[Dataset entries]
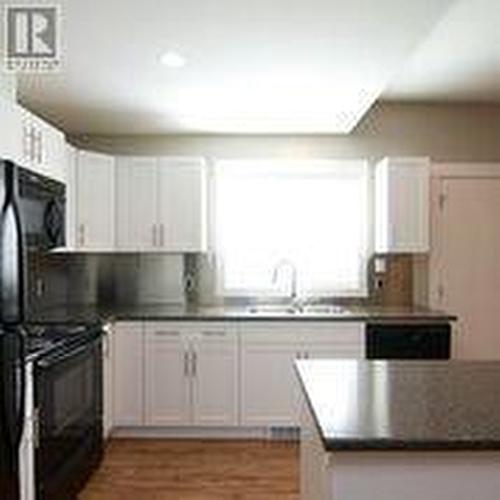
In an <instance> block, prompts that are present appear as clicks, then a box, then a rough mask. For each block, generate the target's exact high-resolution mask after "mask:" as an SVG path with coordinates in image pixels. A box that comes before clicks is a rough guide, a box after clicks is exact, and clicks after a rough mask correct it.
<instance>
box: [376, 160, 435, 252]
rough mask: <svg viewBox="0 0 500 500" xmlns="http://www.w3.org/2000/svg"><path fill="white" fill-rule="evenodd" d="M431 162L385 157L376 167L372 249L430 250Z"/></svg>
mask: <svg viewBox="0 0 500 500" xmlns="http://www.w3.org/2000/svg"><path fill="white" fill-rule="evenodd" d="M429 186H430V162H429V160H428V159H427V158H385V159H384V160H382V161H381V162H380V163H379V164H378V165H377V166H376V170H375V251H376V252H377V253H425V252H428V251H429V206H430V200H429V196H430V195H429V191H430V189H429Z"/></svg>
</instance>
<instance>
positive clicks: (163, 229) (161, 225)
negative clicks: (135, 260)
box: [160, 223, 165, 247]
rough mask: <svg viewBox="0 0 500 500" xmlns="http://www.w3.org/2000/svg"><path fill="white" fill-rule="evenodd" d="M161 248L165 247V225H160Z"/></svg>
mask: <svg viewBox="0 0 500 500" xmlns="http://www.w3.org/2000/svg"><path fill="white" fill-rule="evenodd" d="M160 246H161V247H164V246H165V226H164V225H163V223H162V224H160Z"/></svg>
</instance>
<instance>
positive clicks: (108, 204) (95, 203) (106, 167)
mask: <svg viewBox="0 0 500 500" xmlns="http://www.w3.org/2000/svg"><path fill="white" fill-rule="evenodd" d="M114 181H115V178H114V159H113V158H112V157H111V156H107V155H103V154H99V153H89V152H86V151H80V152H79V153H78V161H77V173H76V186H77V214H76V215H77V227H76V231H77V236H76V239H77V247H79V248H85V249H91V250H110V249H113V248H114V243H115V238H114V217H115V215H114V214H115V211H114V209H115V205H114V186H115V182H114Z"/></svg>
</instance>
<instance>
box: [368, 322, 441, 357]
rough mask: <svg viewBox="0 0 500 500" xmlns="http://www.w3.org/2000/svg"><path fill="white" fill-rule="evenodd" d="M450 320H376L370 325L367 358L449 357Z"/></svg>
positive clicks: (369, 324) (368, 338)
mask: <svg viewBox="0 0 500 500" xmlns="http://www.w3.org/2000/svg"><path fill="white" fill-rule="evenodd" d="M450 351H451V326H450V324H449V323H445V322H441V323H397V324H396V323H387V324H384V323H373V324H370V323H369V324H367V326H366V357H367V359H449V358H450Z"/></svg>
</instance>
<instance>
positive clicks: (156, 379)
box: [145, 323, 191, 426]
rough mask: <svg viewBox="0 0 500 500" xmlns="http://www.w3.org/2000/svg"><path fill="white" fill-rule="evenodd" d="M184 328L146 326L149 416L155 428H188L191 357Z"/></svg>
mask: <svg viewBox="0 0 500 500" xmlns="http://www.w3.org/2000/svg"><path fill="white" fill-rule="evenodd" d="M186 333H187V331H186V329H185V327H184V326H183V325H171V324H164V323H148V324H146V338H145V340H146V350H145V355H146V356H145V360H146V370H145V393H146V394H145V404H146V408H145V417H146V424H147V425H153V426H179V425H188V424H189V423H190V420H191V418H190V417H191V408H190V406H191V404H190V393H189V381H190V377H191V355H190V351H189V344H188V338H187V335H186Z"/></svg>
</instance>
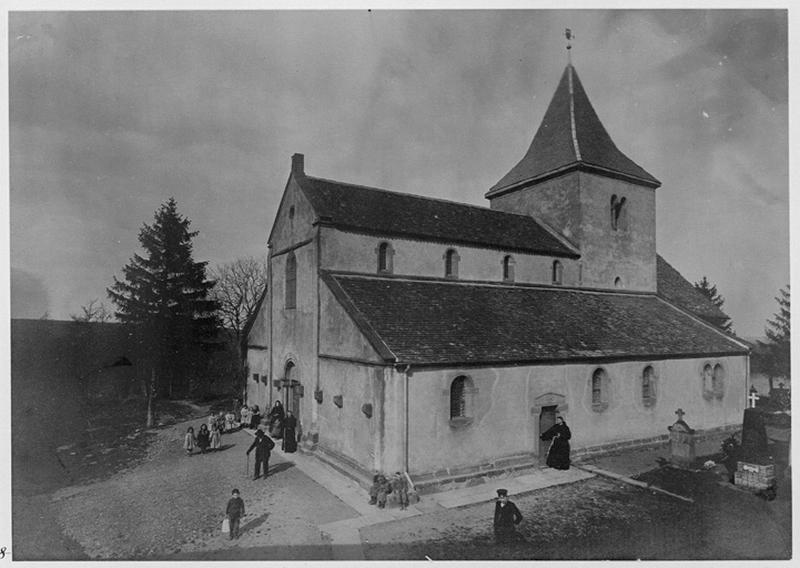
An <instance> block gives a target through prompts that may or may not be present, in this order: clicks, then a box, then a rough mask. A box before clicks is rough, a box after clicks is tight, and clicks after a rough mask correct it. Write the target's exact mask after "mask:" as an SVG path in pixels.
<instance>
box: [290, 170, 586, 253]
mask: <svg viewBox="0 0 800 568" xmlns="http://www.w3.org/2000/svg"><path fill="white" fill-rule="evenodd" d="M296 179H297V181H298V183H299V185H300V187H301V188H302V191H303V193H304V194H305V195H306V196H307V197H308V199H309V201H310V202H311V205H312V206H313V208H314V210H315V211H316V213H317V215H318V216H319V218H320V222H321V223H323V224H330V225H333V226H336V227H340V228H345V229H353V230H360V231H368V232H374V233H379V234H382V235H387V236H397V237H408V238H420V239H433V240H439V241H443V242H448V243H463V244H469V245H477V246H488V247H498V248H504V249H509V250H517V251H524V252H534V253H539V254H547V255H552V256H560V257H572V258H577V257H578V256H580V254H579V253H578V251H577V250H576V249H574V248H573V247H571V246H569V245H567V244H565V242H564V241H562V240H561V239H559V238H557V237H556V236H554V234H553V233H551V232H550V231H549V230H548V229H546V228H544V227H543V226H542V225H540V224H539V223H537V222H536V220H535V219H534V218H532V217H530V216H528V215H518V214H515V213H505V212H502V211H495V210H492V209H489V208H486V207H477V206H474V205H465V204H462V203H456V202H452V201H444V200H440V199H431V198H427V197H420V196H417V195H410V194H405V193H396V192H393V191H386V190H382V189H376V188H371V187H364V186H360V185H351V184H346V183H341V182H337V181H331V180H326V179H320V178H315V177H310V176H306V175H297V176H296Z"/></svg>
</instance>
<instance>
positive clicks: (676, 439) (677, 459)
mask: <svg viewBox="0 0 800 568" xmlns="http://www.w3.org/2000/svg"><path fill="white" fill-rule="evenodd" d="M675 414H677V415H678V420H676V421H675V424H673V425H672V426H670V427H668V428H667V429H668V430H669V454H670V462H671V463H673V464H674V465H676V466H678V467H682V468H689V467H691V466H692V465H693V464H694V461H695V457H696V455H695V432H694V430H693V429H692V428H690V427H689V425H688V424H687V423H686V422H684V420H683V415H684V414H685V412H684V411H683V409H681V408H679V409H678V410H676V411H675Z"/></svg>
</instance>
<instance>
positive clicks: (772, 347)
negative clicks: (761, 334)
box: [761, 284, 792, 391]
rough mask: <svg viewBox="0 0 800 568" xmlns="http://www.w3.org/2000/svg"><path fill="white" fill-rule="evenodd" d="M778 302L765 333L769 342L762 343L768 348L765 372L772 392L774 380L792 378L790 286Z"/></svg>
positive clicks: (791, 344) (790, 301)
mask: <svg viewBox="0 0 800 568" xmlns="http://www.w3.org/2000/svg"><path fill="white" fill-rule="evenodd" d="M775 301H777V302H778V311H777V312H776V313H775V316H774V319H771V320H767V327H766V329H765V330H764V332H765V333H766V334H767V340H768V341H767V342H766V343H761V345H762V346H763V347H765V348H766V361H765V364H764V367H765V371H766V372H767V376H768V377H769V388H770V391H771V390H772V387H773V384H772V382H773V378H775V377H783V378H785V379H786V380H787V381H788V380H789V377H790V376H791V371H792V364H791V351H792V347H791V345H792V338H791V291H790V287H789V284H787V285H786V289H784V290H780V296H777V297H776V298H775Z"/></svg>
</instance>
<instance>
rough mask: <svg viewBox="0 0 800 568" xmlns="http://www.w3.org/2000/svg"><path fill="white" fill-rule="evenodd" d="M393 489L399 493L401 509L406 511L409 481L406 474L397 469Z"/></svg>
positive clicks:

## To-do item
The whole of the data needs to be copied word for word, though not its pictures.

## Exercise response
In an <instance> block, prompts that are present appear as clicks, then a box, then a rough mask. For each block, generate the target's exact high-resolution mask after "mask:" as an SVG path with coordinates in image pixels. A box that comes before clicks is a rough guide, a box after clicks is exact, and clicks after a rough mask correct it.
<instance>
box: [376, 160, 435, 252]
rough mask: <svg viewBox="0 0 500 500" xmlns="http://www.w3.org/2000/svg"><path fill="white" fill-rule="evenodd" d="M431 162L385 157L376 167L372 249L430 250Z"/></svg>
mask: <svg viewBox="0 0 500 500" xmlns="http://www.w3.org/2000/svg"><path fill="white" fill-rule="evenodd" d="M429 186H430V162H429V160H428V159H427V158H385V159H384V160H382V161H381V162H380V163H379V164H378V165H377V166H376V170H375V251H376V252H377V253H425V252H428V251H429V206H430V200H429V196H430V195H429V191H430V189H429Z"/></svg>
</instance>
<instance>
positive clicks: (163, 229) (161, 225)
negative clicks: (135, 260)
box: [160, 223, 165, 247]
rough mask: <svg viewBox="0 0 500 500" xmlns="http://www.w3.org/2000/svg"><path fill="white" fill-rule="evenodd" d="M161 248L165 247V225H160Z"/></svg>
mask: <svg viewBox="0 0 500 500" xmlns="http://www.w3.org/2000/svg"><path fill="white" fill-rule="evenodd" d="M160 246H161V247H164V246H165V226H164V225H163V223H162V224H160Z"/></svg>
</instance>
<instance>
positive clicks: (108, 204) (95, 203) (106, 167)
mask: <svg viewBox="0 0 500 500" xmlns="http://www.w3.org/2000/svg"><path fill="white" fill-rule="evenodd" d="M114 181H115V178H114V159H113V158H112V157H111V156H107V155H103V154H99V153H89V152H86V151H80V152H79V153H78V161H77V173H76V186H77V214H76V215H77V227H76V231H77V236H76V239H77V247H79V248H85V249H91V250H110V249H113V248H114V243H115V238H114V217H115V215H114V214H115V211H114V209H115V205H114V186H115V182H114Z"/></svg>
</instance>
<instance>
box: [368, 322, 441, 357]
rough mask: <svg viewBox="0 0 500 500" xmlns="http://www.w3.org/2000/svg"><path fill="white" fill-rule="evenodd" d="M450 320H376L370 325L367 358L449 357Z"/></svg>
positive clicks: (369, 324) (368, 338)
mask: <svg viewBox="0 0 500 500" xmlns="http://www.w3.org/2000/svg"><path fill="white" fill-rule="evenodd" d="M450 351H451V326H450V324H449V323H445V322H441V323H397V324H396V323H387V324H384V323H373V324H370V323H369V324H367V326H366V357H367V359H449V358H450Z"/></svg>
</instance>
<instance>
positive clicks: (156, 379)
box: [145, 323, 191, 426]
rough mask: <svg viewBox="0 0 500 500" xmlns="http://www.w3.org/2000/svg"><path fill="white" fill-rule="evenodd" d="M184 328L146 326L149 416L155 428H188L191 357Z"/></svg>
mask: <svg viewBox="0 0 500 500" xmlns="http://www.w3.org/2000/svg"><path fill="white" fill-rule="evenodd" d="M186 333H187V331H186V329H185V327H184V326H183V325H171V324H164V323H148V324H146V338H145V340H146V350H145V355H146V356H145V360H146V370H145V393H146V394H145V404H146V408H145V417H146V424H147V425H153V426H179V425H188V424H189V423H190V420H191V418H190V417H191V408H190V406H191V404H190V393H189V381H190V377H191V355H190V351H189V344H188V338H187V335H186Z"/></svg>
</instance>
An <instance> block gives a target through prompts that may or may not be present, in this order: clicks, then a box, then a rough mask. A box before clicks is rough, a box after clicks is tight, and clicks after a rough mask correct it. Write the target's exact mask after "mask:" as an SVG path in pixels.
<instance>
box: [290, 170, 586, 253]
mask: <svg viewBox="0 0 800 568" xmlns="http://www.w3.org/2000/svg"><path fill="white" fill-rule="evenodd" d="M296 179H297V181H298V183H299V185H300V187H301V188H302V191H303V193H304V194H305V195H306V196H307V197H308V199H309V201H310V202H311V205H312V206H313V208H314V210H315V211H316V213H317V215H318V216H319V218H320V222H321V223H323V224H330V225H333V226H336V227H340V228H345V229H353V230H360V231H368V232H374V233H379V234H382V235H387V236H397V237H408V238H420V239H433V240H439V241H443V242H448V243H463V244H469V245H477V246H488V247H498V248H504V249H509V250H517V251H524V252H534V253H539V254H547V255H552V256H560V257H572V258H577V257H578V256H580V254H579V253H578V251H577V250H576V249H574V248H573V247H571V246H569V245H567V244H565V242H564V241H562V240H561V239H559V238H557V237H556V236H554V234H553V233H551V232H550V231H549V230H548V229H546V228H544V227H543V226H542V225H540V224H539V223H537V222H536V220H535V219H534V218H532V217H530V216H528V215H518V214H515V213H505V212H502V211H495V210H492V209H489V208H486V207H477V206H474V205H465V204H462V203H456V202H452V201H444V200H440V199H431V198H427V197H420V196H417V195H410V194H405V193H396V192H393V191H386V190H382V189H376V188H371V187H364V186H360V185H351V184H346V183H341V182H337V181H331V180H326V179H320V178H315V177H310V176H306V175H297V176H296Z"/></svg>
</instance>
<instance>
positive clicks: (676, 439) (677, 459)
mask: <svg viewBox="0 0 800 568" xmlns="http://www.w3.org/2000/svg"><path fill="white" fill-rule="evenodd" d="M675 414H677V415H678V420H676V421H675V424H673V425H672V426H670V427H668V428H667V429H668V430H669V454H670V462H671V463H673V464H674V465H676V466H678V467H682V468H689V467H691V466H692V465H693V464H694V461H695V457H696V455H695V432H694V430H693V429H692V428H690V427H689V425H688V424H687V423H686V422H684V420H683V415H684V414H685V412H684V411H683V409H681V408H679V409H678V410H676V411H675Z"/></svg>
</instance>
<instance>
positive clicks: (772, 347)
negative clicks: (761, 334)
box: [761, 284, 792, 391]
rough mask: <svg viewBox="0 0 800 568" xmlns="http://www.w3.org/2000/svg"><path fill="white" fill-rule="evenodd" d="M778 302L765 333L769 342L762 343L768 348L765 372L772 392L774 380L792 378L790 286Z"/></svg>
positive clicks: (791, 344) (790, 301)
mask: <svg viewBox="0 0 800 568" xmlns="http://www.w3.org/2000/svg"><path fill="white" fill-rule="evenodd" d="M775 301H777V302H778V311H777V312H776V313H775V316H774V319H771V320H767V327H766V329H765V330H764V332H765V333H766V334H767V340H768V341H767V342H766V343H761V345H762V346H763V347H765V348H766V361H765V364H764V367H765V371H766V372H767V376H768V377H769V388H770V391H771V390H772V387H773V384H772V382H773V378H775V377H783V378H785V379H786V380H787V381H788V380H789V377H790V376H791V371H792V364H791V351H792V347H791V345H792V338H791V291H790V287H789V284H787V285H786V289H784V290H780V296H777V297H776V298H775Z"/></svg>
</instance>
<instance>
rough mask: <svg viewBox="0 0 800 568" xmlns="http://www.w3.org/2000/svg"><path fill="white" fill-rule="evenodd" d="M393 489L399 493L401 509L406 511L409 481L406 474L397 469Z"/></svg>
positive clicks:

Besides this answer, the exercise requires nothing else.